[Records of labeled points]
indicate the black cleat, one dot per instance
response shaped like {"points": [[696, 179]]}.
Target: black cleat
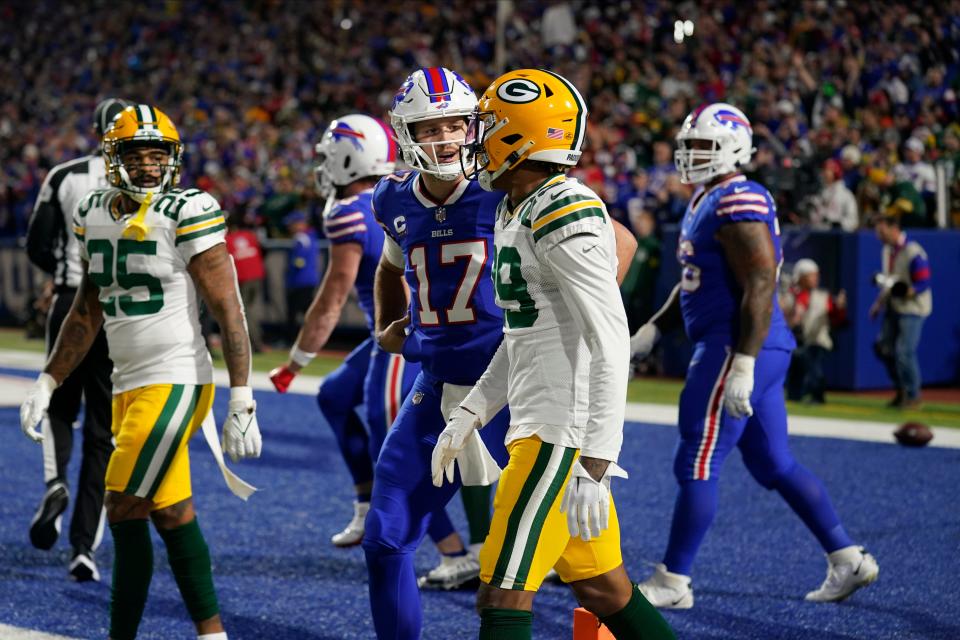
{"points": [[45, 527]]}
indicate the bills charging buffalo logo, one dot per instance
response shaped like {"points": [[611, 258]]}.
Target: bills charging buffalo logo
{"points": [[343, 131]]}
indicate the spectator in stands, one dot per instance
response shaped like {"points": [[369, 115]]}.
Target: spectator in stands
{"points": [[900, 199], [916, 170], [906, 300], [303, 275], [638, 285], [244, 245], [834, 207], [811, 312]]}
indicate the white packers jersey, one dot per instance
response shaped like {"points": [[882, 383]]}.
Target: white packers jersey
{"points": [[150, 307], [549, 359]]}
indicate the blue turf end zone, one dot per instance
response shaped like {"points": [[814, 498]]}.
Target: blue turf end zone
{"points": [[278, 576]]}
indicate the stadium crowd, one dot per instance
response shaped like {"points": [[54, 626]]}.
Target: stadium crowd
{"points": [[852, 103]]}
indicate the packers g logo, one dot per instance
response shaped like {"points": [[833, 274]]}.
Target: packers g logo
{"points": [[518, 91]]}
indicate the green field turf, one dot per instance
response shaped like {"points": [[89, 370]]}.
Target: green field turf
{"points": [[846, 405]]}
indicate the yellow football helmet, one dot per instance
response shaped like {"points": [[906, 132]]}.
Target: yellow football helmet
{"points": [[527, 114], [138, 126]]}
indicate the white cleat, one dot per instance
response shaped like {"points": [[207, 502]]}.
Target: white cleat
{"points": [[848, 569], [353, 534], [452, 572], [666, 590]]}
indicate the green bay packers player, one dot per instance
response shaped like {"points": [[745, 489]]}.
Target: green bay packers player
{"points": [[147, 249], [562, 366]]}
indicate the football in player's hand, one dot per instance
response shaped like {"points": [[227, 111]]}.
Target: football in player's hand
{"points": [[913, 434]]}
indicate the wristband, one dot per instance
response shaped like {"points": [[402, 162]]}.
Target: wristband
{"points": [[241, 394], [300, 356]]}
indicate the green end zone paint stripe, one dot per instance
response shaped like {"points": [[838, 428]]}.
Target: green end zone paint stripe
{"points": [[197, 234], [573, 216], [536, 527], [200, 218], [153, 440], [516, 515], [175, 445]]}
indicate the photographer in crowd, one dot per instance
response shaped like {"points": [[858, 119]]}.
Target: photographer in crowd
{"points": [[906, 299]]}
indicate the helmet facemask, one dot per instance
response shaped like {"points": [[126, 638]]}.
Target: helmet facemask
{"points": [[699, 165], [476, 159], [119, 175], [423, 156]]}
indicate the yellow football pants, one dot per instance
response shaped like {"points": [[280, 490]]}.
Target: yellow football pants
{"points": [[151, 426], [528, 535]]}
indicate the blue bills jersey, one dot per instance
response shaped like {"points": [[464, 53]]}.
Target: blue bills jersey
{"points": [[455, 325], [709, 294], [351, 220]]}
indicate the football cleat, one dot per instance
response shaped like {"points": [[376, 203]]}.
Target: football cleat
{"points": [[45, 527], [353, 534], [848, 569], [666, 590], [83, 568], [453, 572]]}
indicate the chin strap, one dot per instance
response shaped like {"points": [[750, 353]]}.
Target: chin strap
{"points": [[136, 226]]}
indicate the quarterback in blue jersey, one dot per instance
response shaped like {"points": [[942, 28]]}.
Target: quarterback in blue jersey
{"points": [[352, 154], [730, 253], [439, 240]]}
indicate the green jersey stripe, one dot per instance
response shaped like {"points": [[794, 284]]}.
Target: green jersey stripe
{"points": [[560, 203], [536, 527], [204, 216], [516, 515], [198, 234], [153, 440], [175, 445], [573, 216]]}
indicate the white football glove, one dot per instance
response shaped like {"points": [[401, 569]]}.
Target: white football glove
{"points": [[241, 433], [739, 386], [35, 405], [587, 502], [643, 341], [450, 443]]}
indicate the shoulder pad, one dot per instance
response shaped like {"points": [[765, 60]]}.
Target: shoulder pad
{"points": [[93, 199]]}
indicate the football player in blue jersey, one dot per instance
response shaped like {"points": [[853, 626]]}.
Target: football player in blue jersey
{"points": [[439, 240], [730, 253], [354, 151]]}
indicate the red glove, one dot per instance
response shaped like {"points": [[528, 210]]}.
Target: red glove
{"points": [[281, 377]]}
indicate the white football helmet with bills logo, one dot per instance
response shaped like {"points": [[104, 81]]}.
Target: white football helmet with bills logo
{"points": [[354, 146], [731, 143], [428, 93]]}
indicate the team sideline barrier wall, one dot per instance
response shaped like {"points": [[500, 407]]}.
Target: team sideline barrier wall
{"points": [[848, 261]]}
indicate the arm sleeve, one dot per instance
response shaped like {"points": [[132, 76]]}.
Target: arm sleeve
{"points": [[345, 224], [489, 395], [748, 202], [46, 224], [587, 281]]}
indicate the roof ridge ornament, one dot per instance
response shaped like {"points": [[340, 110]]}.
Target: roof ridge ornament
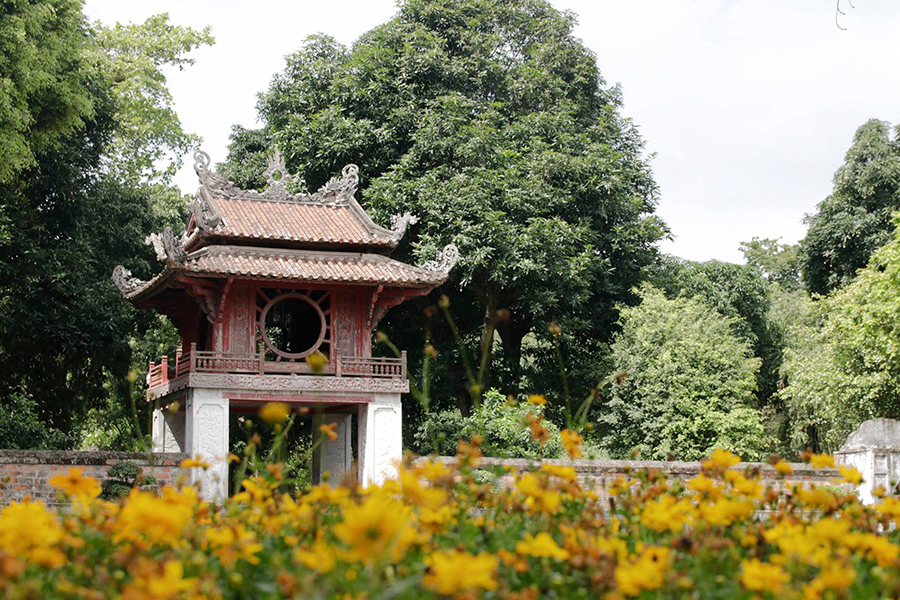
{"points": [[168, 246], [277, 177], [124, 281], [399, 223], [336, 191], [444, 261]]}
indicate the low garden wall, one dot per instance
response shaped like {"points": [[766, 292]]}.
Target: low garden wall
{"points": [[27, 472], [599, 474]]}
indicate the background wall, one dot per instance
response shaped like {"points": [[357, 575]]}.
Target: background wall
{"points": [[27, 472]]}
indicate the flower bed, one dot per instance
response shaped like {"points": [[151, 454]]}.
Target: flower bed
{"points": [[448, 531]]}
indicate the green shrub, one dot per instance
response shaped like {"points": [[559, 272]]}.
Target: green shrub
{"points": [[123, 477], [500, 423]]}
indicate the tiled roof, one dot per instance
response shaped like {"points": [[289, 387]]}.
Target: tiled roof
{"points": [[295, 266], [297, 222]]}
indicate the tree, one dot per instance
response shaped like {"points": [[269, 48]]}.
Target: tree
{"points": [[778, 263], [63, 324], [148, 142], [684, 383], [855, 220], [82, 205], [843, 359], [491, 122], [43, 79], [739, 293]]}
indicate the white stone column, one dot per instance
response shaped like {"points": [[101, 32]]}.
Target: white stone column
{"points": [[168, 431], [874, 449], [207, 435], [332, 457], [380, 444]]}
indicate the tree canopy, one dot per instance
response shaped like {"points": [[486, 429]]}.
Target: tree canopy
{"points": [[855, 220], [492, 123], [684, 383], [842, 364], [76, 207], [44, 75]]}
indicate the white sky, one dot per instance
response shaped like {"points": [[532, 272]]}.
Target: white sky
{"points": [[749, 105]]}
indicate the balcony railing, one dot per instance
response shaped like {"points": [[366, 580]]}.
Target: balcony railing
{"points": [[199, 361]]}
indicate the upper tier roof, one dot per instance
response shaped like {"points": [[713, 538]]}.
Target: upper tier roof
{"points": [[298, 266], [331, 217], [325, 237]]}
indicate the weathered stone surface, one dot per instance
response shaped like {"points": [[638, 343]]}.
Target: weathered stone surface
{"points": [[874, 433], [873, 449]]}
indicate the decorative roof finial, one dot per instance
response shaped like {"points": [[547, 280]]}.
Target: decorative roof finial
{"points": [[399, 223], [168, 247], [124, 281], [277, 177], [445, 260]]}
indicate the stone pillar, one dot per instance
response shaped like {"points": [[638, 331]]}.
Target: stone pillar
{"points": [[874, 449], [168, 431], [332, 457], [380, 444], [207, 435]]}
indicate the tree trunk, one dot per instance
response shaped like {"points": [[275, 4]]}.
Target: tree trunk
{"points": [[512, 334]]}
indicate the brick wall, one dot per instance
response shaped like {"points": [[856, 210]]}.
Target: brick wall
{"points": [[26, 472], [598, 474]]}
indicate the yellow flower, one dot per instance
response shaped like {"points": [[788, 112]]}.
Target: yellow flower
{"points": [[850, 474], [316, 362], [379, 527], [666, 514], [832, 577], [74, 483], [454, 571], [783, 468], [191, 463], [541, 545], [821, 461], [889, 507], [646, 572], [320, 557], [170, 583], [28, 530], [763, 577], [329, 431], [883, 551], [721, 460], [158, 520], [274, 413], [572, 443]]}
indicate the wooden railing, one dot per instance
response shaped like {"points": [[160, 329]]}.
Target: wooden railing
{"points": [[200, 361], [347, 366]]}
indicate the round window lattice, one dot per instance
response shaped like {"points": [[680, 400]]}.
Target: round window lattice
{"points": [[265, 334]]}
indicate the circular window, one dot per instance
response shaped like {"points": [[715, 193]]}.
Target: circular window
{"points": [[293, 325]]}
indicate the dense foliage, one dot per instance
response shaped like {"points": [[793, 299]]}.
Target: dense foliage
{"points": [[90, 183], [843, 365], [442, 531], [684, 383], [855, 219], [491, 122], [44, 80], [500, 421]]}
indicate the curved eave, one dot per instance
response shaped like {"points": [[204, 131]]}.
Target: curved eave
{"points": [[291, 266]]}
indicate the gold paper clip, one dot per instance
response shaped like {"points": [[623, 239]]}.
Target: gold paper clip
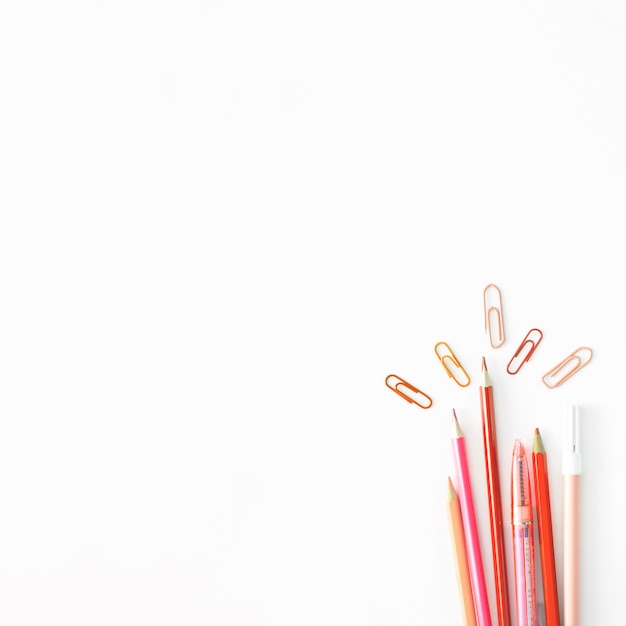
{"points": [[426, 401], [458, 368], [493, 311], [567, 367], [525, 351]]}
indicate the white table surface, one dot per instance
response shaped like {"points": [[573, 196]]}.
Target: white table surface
{"points": [[222, 225]]}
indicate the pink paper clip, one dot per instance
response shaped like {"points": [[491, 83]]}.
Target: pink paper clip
{"points": [[525, 351], [494, 320]]}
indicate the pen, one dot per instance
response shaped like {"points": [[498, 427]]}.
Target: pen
{"points": [[572, 466], [523, 538], [474, 558], [495, 500], [460, 557], [544, 527]]}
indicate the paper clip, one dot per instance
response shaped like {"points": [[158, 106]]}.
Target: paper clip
{"points": [[567, 367], [455, 362], [525, 350], [494, 311], [426, 401]]}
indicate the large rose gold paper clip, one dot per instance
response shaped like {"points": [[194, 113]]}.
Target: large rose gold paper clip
{"points": [[447, 358], [395, 383], [494, 320], [567, 367], [525, 351]]}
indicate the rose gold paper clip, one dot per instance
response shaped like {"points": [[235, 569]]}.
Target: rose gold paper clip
{"points": [[494, 320], [420, 398], [464, 380], [567, 367], [525, 351]]}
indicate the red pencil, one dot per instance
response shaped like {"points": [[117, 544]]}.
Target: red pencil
{"points": [[544, 526], [495, 501]]}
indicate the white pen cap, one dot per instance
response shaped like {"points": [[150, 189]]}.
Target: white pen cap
{"points": [[572, 460]]}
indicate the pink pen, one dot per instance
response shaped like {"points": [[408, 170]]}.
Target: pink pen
{"points": [[523, 538], [474, 558]]}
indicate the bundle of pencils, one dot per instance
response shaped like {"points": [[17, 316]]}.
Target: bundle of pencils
{"points": [[465, 538]]}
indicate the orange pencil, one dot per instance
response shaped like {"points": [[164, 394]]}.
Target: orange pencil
{"points": [[494, 497], [544, 526], [460, 557]]}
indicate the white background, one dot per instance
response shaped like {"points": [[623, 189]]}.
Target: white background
{"points": [[222, 224]]}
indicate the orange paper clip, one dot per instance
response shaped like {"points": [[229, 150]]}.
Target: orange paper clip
{"points": [[457, 367], [567, 367], [525, 351], [420, 398], [494, 320]]}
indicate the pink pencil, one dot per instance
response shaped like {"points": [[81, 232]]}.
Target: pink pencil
{"points": [[464, 488]]}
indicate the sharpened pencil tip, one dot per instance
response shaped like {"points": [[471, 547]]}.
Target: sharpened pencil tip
{"points": [[451, 489], [456, 426]]}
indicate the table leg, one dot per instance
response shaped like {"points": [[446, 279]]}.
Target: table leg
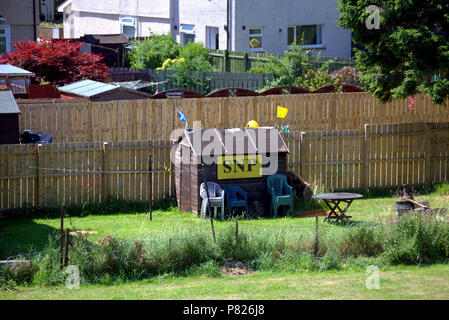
{"points": [[333, 214]]}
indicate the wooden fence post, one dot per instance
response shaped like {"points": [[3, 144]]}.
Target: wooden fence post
{"points": [[428, 153], [103, 174], [366, 157], [37, 180], [226, 64]]}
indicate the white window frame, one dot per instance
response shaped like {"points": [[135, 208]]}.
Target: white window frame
{"points": [[256, 35], [7, 35], [187, 29], [307, 46], [132, 23]]}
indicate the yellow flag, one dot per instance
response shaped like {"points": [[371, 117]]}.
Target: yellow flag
{"points": [[282, 112]]}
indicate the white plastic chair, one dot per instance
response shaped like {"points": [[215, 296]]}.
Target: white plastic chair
{"points": [[216, 198]]}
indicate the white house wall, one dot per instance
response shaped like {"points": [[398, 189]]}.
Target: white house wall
{"points": [[202, 14], [275, 15]]}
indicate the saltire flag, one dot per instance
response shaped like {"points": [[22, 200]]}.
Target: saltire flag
{"points": [[282, 112], [182, 116]]}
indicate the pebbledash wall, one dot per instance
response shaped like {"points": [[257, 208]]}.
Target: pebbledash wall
{"points": [[208, 21]]}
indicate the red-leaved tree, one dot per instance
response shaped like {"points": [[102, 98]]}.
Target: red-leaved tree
{"points": [[57, 61]]}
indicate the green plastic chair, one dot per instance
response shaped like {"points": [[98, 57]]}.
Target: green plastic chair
{"points": [[281, 193]]}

• **Problem to work on**
Copy out the rows word for word, starting at the line that contains "indicate the saltire" and ending at the last line of the rows.

• **Task solution**
indicate the saltire flag, one dot per instance
response shaped like {"points": [[22, 200]]}.
Target: saltire flag
{"points": [[282, 112], [182, 116]]}
indicate the pebbledash wall, one dot per instance
response shaped like {"points": [[257, 208]]}.
Target: pebbledash wall
{"points": [[208, 21]]}
indicate the red-leaved tree, one dot per instance
response shaped like {"points": [[102, 98]]}.
Target: red-leaved tree
{"points": [[57, 61]]}
indicate the green plastic chair, one dot per instance
response shaped like {"points": [[98, 57]]}.
Target: green plastic chair
{"points": [[281, 193]]}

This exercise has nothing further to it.